## REQUIREMENTS
Beginning with the line where "Could you indicate the man pictured" appears, restate the lines word for word through the last one in the listing.

## PROVIDED INFORMATION
#####
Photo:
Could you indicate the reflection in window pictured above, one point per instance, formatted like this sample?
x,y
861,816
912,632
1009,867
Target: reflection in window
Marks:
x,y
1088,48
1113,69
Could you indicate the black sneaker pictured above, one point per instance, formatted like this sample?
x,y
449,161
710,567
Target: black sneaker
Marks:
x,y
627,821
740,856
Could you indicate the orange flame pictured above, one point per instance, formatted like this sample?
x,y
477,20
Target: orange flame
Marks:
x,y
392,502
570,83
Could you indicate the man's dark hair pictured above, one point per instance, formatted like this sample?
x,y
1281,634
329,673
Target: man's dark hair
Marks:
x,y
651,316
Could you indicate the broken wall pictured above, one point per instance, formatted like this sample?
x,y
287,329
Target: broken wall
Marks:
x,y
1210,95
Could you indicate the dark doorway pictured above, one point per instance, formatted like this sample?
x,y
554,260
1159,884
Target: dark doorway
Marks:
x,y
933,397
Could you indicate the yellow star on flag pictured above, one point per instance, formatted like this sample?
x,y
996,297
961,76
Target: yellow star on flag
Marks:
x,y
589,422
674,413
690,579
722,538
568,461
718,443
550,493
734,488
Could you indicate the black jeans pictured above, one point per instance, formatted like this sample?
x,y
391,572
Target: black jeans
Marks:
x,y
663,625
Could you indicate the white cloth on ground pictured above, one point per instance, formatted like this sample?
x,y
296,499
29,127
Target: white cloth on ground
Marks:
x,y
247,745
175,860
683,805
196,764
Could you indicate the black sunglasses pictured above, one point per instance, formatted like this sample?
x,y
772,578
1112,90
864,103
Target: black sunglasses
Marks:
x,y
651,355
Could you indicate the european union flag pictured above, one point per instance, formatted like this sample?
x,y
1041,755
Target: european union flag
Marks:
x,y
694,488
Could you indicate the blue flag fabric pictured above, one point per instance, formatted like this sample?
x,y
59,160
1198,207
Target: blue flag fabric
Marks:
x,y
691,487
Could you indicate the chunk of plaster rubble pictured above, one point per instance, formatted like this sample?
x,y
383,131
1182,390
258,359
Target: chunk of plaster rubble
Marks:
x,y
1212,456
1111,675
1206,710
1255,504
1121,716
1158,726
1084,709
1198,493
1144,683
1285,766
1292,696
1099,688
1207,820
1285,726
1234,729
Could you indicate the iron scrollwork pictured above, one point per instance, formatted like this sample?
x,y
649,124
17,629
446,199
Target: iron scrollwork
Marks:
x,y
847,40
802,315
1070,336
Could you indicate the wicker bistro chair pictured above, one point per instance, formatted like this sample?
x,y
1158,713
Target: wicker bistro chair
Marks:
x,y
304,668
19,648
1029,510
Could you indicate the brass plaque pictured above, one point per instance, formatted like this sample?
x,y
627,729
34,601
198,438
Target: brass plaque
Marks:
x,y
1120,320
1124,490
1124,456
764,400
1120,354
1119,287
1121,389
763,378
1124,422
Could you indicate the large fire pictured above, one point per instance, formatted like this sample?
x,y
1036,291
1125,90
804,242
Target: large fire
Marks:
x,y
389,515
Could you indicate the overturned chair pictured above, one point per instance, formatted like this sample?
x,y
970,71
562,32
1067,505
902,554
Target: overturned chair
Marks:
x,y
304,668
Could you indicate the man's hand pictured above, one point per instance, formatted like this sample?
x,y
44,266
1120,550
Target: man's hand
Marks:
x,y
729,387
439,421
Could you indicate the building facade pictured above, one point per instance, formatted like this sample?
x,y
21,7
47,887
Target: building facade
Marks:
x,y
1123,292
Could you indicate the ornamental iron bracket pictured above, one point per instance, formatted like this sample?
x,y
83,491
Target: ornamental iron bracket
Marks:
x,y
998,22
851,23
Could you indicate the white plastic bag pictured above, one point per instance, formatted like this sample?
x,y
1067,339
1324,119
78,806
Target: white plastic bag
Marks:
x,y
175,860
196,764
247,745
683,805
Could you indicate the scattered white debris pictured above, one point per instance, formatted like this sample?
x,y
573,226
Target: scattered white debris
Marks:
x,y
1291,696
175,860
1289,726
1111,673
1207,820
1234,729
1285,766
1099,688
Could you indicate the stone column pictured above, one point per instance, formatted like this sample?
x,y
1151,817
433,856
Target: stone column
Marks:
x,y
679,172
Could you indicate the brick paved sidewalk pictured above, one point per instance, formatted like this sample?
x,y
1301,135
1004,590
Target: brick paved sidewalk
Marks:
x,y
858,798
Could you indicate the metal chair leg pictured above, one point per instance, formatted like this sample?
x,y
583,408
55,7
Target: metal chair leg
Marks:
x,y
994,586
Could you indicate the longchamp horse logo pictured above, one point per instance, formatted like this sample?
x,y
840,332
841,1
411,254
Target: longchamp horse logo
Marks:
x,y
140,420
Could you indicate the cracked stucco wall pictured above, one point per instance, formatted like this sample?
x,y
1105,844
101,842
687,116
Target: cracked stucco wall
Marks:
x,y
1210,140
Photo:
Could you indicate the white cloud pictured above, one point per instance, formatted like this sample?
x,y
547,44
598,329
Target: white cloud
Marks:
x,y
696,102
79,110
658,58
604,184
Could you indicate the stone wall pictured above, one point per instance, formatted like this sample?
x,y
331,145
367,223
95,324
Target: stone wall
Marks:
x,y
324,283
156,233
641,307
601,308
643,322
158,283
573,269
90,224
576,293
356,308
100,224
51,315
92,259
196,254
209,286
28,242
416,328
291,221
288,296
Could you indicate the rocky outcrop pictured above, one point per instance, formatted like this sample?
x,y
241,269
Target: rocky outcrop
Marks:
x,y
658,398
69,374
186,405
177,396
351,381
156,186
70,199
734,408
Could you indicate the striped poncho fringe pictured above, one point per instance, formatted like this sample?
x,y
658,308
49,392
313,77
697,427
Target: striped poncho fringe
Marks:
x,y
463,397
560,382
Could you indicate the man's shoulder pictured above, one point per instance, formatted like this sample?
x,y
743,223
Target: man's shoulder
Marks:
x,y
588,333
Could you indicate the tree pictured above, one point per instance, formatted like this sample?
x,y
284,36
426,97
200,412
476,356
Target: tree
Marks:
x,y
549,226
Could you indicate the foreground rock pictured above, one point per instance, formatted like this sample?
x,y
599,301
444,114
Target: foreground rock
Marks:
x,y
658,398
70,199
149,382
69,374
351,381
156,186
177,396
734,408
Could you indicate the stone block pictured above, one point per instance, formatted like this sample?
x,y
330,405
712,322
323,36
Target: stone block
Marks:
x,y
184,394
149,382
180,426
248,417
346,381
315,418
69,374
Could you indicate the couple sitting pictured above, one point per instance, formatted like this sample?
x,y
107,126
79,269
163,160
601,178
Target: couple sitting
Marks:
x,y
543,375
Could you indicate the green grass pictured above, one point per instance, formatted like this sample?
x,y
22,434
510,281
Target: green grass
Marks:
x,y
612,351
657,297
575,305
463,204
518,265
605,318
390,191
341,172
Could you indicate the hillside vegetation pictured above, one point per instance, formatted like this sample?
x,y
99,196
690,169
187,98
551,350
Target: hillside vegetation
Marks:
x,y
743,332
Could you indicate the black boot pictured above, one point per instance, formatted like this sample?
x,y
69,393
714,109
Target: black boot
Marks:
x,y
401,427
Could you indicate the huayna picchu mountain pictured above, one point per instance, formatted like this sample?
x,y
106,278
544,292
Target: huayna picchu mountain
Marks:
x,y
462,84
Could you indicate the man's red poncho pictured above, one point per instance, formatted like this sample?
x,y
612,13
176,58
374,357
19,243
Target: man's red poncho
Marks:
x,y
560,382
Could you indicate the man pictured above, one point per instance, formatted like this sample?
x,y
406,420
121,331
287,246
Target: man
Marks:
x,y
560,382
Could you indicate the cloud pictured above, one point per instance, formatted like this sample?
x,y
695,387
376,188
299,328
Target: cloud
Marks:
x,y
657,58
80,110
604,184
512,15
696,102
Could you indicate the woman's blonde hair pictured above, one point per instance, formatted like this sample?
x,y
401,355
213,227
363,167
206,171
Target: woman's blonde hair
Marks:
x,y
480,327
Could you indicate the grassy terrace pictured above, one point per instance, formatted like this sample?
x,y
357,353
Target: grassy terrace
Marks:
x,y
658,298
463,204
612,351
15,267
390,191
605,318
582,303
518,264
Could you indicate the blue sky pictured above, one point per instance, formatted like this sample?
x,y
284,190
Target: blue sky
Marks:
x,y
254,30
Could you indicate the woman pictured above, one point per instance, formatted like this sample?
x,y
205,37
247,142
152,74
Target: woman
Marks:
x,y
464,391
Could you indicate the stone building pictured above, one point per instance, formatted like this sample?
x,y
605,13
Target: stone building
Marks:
#####
## THE OUTPUT
Could you indicate the man pictured above, one point per instance, formatted like this sample?
x,y
406,420
121,331
287,246
Target: man
Marks:
x,y
560,382
Could you indicate the cloud pictured above, one point per instance, formatted like this sample?
x,y
695,387
376,188
299,328
Target: cloud
Marks:
x,y
657,58
80,110
604,184
512,15
696,102
Could you indicate the woman's blonde hair pictured above, one point per instance, formatted like this sample?
x,y
401,355
213,227
363,167
206,171
Target: woman's blonde hair
Marks:
x,y
480,327
Could you indicate the grassy terrace pictured above, one point per instance, formatted like this sample?
x,y
357,353
Target: grassy terrace
Marks:
x,y
658,298
463,204
612,351
15,267
390,191
605,318
582,303
518,264
Could you indicate the blue sky pictured above, one point per instance, formatted like this sample?
x,y
284,190
Target: blue sky
Marks:
x,y
254,30
Could you indicate the woman pictured above, one point per instance, formatted like this sample?
x,y
205,37
247,142
152,74
Target: woman
Marks:
x,y
464,391
Could you indicate the stone building pictured above, one point per instance, formatted like this sample?
x,y
605,13
Target: stone building
Marks:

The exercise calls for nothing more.